What the exercise asks
From the entries below, output the line with "Query: small white blossom" and each following line up to and including the line with "ovary in this photo.", exactly as written.
Record extracts Start Marker
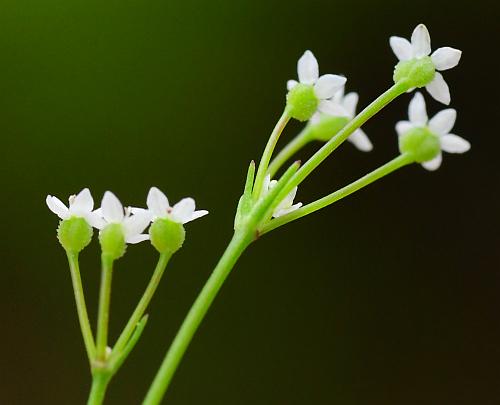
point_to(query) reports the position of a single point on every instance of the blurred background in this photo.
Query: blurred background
(391, 296)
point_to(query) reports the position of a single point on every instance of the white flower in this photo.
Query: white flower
(308, 71)
(286, 206)
(182, 212)
(112, 212)
(440, 125)
(420, 47)
(80, 205)
(341, 105)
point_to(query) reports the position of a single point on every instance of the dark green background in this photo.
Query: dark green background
(390, 297)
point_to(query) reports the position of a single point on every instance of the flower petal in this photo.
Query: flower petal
(434, 163)
(443, 121)
(402, 127)
(439, 89)
(446, 57)
(57, 207)
(83, 202)
(328, 85)
(157, 202)
(290, 84)
(136, 223)
(307, 68)
(416, 110)
(350, 102)
(401, 48)
(421, 41)
(183, 210)
(112, 208)
(136, 238)
(360, 140)
(454, 144)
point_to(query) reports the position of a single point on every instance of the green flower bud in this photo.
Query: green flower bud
(325, 129)
(301, 102)
(167, 236)
(74, 234)
(112, 241)
(420, 143)
(419, 72)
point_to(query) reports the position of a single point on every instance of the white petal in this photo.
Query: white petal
(434, 163)
(83, 202)
(95, 220)
(57, 207)
(350, 102)
(196, 215)
(136, 239)
(112, 208)
(328, 85)
(360, 140)
(446, 58)
(183, 210)
(443, 121)
(454, 144)
(402, 127)
(331, 108)
(416, 110)
(157, 202)
(290, 84)
(307, 68)
(421, 41)
(401, 48)
(136, 223)
(439, 89)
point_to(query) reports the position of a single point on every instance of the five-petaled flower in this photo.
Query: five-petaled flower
(286, 205)
(80, 205)
(438, 126)
(182, 212)
(324, 86)
(419, 48)
(112, 212)
(344, 105)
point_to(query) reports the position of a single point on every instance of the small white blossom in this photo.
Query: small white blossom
(286, 206)
(420, 47)
(182, 212)
(341, 105)
(325, 86)
(112, 212)
(440, 125)
(80, 205)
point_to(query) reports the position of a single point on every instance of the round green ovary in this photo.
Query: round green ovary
(420, 143)
(301, 102)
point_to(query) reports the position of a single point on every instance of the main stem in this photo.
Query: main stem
(389, 167)
(268, 152)
(81, 307)
(236, 247)
(104, 302)
(380, 102)
(143, 303)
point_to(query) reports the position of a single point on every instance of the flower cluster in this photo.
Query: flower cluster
(131, 222)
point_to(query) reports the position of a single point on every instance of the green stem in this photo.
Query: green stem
(380, 102)
(143, 303)
(397, 163)
(268, 152)
(104, 302)
(100, 383)
(297, 143)
(236, 247)
(81, 307)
Record extracts End Marker
Written answer
Query: small white blossom
(286, 206)
(420, 47)
(182, 212)
(341, 105)
(325, 86)
(112, 212)
(440, 125)
(80, 205)
point_to(query) reports the position of a single point on every instance of the round green ovary in this photo.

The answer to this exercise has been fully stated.